── RECORD SET ──
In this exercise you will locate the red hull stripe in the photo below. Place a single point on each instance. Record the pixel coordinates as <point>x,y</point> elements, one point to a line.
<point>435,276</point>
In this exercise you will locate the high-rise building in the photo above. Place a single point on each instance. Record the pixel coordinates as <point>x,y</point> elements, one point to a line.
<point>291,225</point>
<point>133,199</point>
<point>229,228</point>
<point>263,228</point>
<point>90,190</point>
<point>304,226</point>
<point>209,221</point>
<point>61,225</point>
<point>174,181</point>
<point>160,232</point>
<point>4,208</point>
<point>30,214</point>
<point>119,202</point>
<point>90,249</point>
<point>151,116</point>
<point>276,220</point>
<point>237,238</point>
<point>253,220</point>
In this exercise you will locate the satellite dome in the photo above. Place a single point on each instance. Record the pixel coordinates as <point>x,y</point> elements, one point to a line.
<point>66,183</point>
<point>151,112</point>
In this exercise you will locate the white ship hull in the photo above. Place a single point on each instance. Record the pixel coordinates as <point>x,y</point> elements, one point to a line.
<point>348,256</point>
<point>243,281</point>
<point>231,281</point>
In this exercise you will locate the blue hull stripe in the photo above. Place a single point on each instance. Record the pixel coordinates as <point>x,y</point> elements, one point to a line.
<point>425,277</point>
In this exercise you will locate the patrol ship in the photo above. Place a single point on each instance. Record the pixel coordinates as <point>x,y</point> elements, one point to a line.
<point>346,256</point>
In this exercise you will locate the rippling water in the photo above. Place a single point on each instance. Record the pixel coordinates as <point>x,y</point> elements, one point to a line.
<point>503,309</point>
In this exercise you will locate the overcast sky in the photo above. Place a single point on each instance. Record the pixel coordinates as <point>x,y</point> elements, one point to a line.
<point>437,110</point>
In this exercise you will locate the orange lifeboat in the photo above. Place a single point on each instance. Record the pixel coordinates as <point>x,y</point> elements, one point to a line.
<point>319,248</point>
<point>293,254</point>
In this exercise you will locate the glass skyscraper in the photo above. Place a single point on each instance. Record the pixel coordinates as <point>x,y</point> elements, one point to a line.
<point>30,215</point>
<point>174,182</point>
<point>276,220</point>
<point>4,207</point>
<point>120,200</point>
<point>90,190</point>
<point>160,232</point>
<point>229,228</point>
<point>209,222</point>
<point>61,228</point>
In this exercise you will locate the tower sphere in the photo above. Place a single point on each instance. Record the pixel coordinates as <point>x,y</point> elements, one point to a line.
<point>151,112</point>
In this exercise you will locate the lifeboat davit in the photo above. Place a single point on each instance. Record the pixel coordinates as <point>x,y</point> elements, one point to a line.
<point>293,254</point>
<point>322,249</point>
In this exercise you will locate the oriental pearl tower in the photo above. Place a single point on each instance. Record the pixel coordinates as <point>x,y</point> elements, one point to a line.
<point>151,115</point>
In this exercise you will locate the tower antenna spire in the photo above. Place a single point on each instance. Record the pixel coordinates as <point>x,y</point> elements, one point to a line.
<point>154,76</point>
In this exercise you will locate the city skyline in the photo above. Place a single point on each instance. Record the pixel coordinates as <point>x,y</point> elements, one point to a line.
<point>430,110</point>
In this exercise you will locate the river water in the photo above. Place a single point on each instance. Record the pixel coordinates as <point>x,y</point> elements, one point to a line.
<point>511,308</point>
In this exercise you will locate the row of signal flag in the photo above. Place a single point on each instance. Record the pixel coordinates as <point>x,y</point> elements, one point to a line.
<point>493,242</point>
───
### TASK DIRECTIONS
Print nothing but the lines from the one containing "In this exercise you will locate the lifeboat" through the end of the listing above, exactly as written.

### ANSWER TO THIS EXERCISE
In this exercise you will locate the lifeboat davit in the photo above. Place a single point on each instance. Record the pixel coordinates as <point>x,y</point> elements, one point to a line.
<point>293,254</point>
<point>322,249</point>
In this exercise you will locate the oriental pearl tower in the photo above. Place a single point on each instance. Record the pixel coordinates as <point>x,y</point> elements, one point to a line.
<point>151,115</point>
In this exercise you will locate the tower antenna spire in the photo above. Place a single point on each instance. Record the pixel coordinates as <point>x,y</point> elements, one point to a line.
<point>154,76</point>
In this exercise you will locate the city skyline in the photo above. Place a single point on each instance. Record the pixel coordinates as <point>x,y</point> elements, one point to a line.
<point>430,110</point>
In this exercise you will locate the river water in the photo above. Place a single point on each instance. Record the pixel coordinates as <point>x,y</point> elements, one point to a line.
<point>511,308</point>
In this exercise you will locate the row of signal flag in the photo above. Place a single point on each instance. Record the pixel coordinates as <point>x,y</point> elements, one point to a line.
<point>493,242</point>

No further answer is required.